What you need to do:
1. According to the article on early menopause, what does the World Health Organization give as the average age of menopause among women?
2. Copy the part of the article on early menopause between "Among the common" and "erratic menstrual cycle.", inclusive.
━━━━━ Exercise passage ━━━━━
Never too young to hit menopause – The Hindu
By Nikhila Henry| Hyderabad
Menopause need not necessarily hit women in their fifties. As per a curious health trend, several women approaching city gynecologists with menstrual complaints were found to have had early menopause that hit women anytime between 35 to 45 years of age.
This, even as the World Health Organization calculates 51 years as the average age of menopause among women.
For Swati (name changed), her 35th birthday celebrations last year had not gone too well. While she was long past her menstruation date, she had experienced nothing more than erratic spotting. “After 35, my menstrual cycle became rather erratic where there was either too much or too little gaps in between the cycles. It was only recently that I consulted a gynecologist to realise I could have hit menopause already,” Swati, who is now 36 years old, said. In most cases, early menopause is caused by rapid hormonal changes in the body induced by change in lifestyle, food, sleep cycle and stress, gynecologists opined. In some cases, the reason could also be hereditary, they said. In three of the top super speciality hospitals in the city, an average of 40 women with early menopausal symptoms come for treatment every six months, doctors said. Over a decade or more ago, the count used to be less than a handful during the same time span.
Young women who experience early menopause usually do not notice or acknowledge the bodily changes they go through. “When you reach menopause, your body experiences several changes. But when it happens at an early age, women hardly think of menopause as the cause and treat themselves for weight loss or gain and go for hormonal therapy,” said Dr. Santha Devi, a Hyderabad-based gynecologist.
Among the common symptoms of menopause are hot flashes where the face or skin burns up without any apparent cause, spotting and erratic menstrual cycle.
For senior gynecologists, causes of early menopause should be researched on. “Whether the cause is genetic, lifestyle or even environmental is still to be asserted, and research in this area is a must,” said Dr. Santha Kumari, organising secretary of the Federation of Obstetrics & Gynecological Societies of India, adding that pollution and climate change too could be affecting menstrual health of women.
Young women reaching their mid-thirties could keep up a healthy menstrual cycle and also look forward to wellbeing after menopause if they regulate food habits. From sticking to low fat food to eating fibre content, women could help sculpt their diet habits to make their bodies healthy, doctors said.
━━━━━ Supplied material ━━━━━
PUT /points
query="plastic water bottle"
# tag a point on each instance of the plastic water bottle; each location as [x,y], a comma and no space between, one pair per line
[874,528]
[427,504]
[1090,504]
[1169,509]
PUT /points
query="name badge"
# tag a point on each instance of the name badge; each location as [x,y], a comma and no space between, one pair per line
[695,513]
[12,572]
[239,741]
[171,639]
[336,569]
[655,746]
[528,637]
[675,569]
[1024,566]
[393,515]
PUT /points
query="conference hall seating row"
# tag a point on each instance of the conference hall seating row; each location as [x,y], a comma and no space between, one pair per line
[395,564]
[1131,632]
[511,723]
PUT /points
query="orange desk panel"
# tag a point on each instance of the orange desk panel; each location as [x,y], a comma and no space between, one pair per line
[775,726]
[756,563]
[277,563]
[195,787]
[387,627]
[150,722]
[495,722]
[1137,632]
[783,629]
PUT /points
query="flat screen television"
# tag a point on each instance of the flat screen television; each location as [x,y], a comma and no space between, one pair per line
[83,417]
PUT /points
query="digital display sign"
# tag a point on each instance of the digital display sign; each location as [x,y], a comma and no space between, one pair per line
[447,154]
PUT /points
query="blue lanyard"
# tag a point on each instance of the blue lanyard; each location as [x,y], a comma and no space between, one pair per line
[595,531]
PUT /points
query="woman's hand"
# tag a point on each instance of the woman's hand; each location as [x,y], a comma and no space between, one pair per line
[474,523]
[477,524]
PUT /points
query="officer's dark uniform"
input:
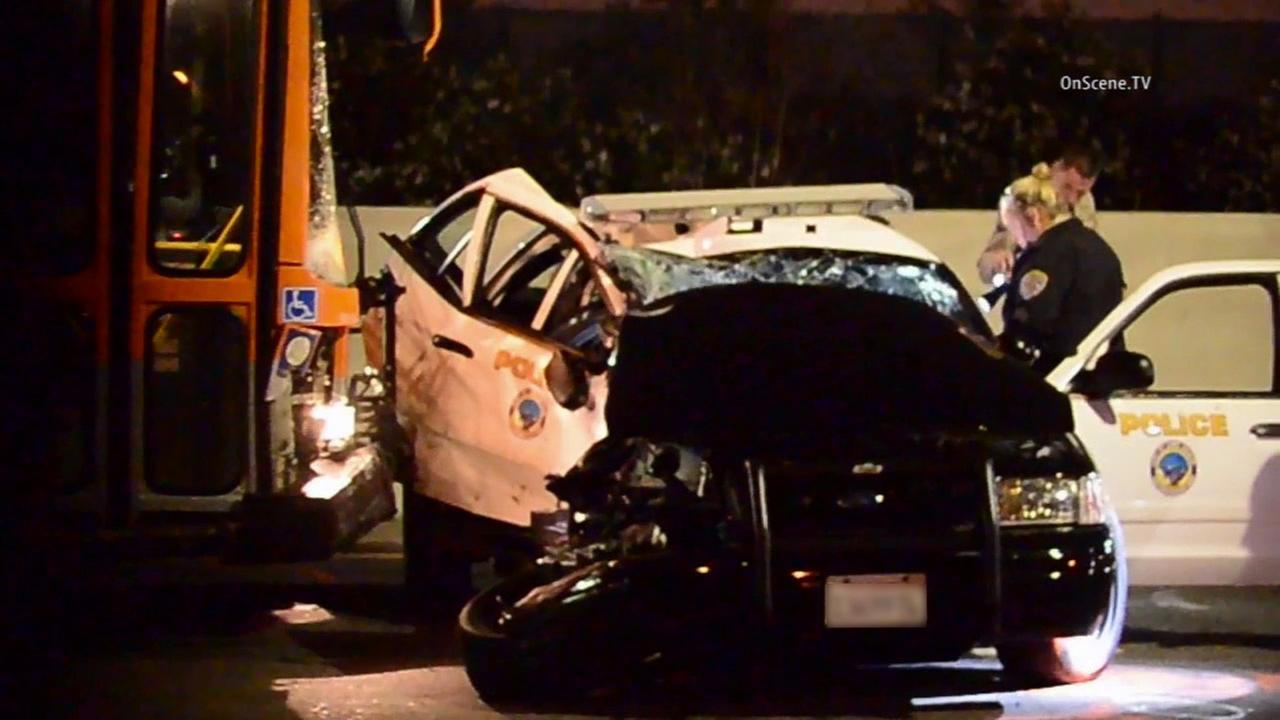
━━━━━
Problem solutions:
1. 51 years.

2.
Among the common symptoms of menopause are hot flashes where the face or skin burns up without any apparent cause, spotting and erratic menstrual cycle.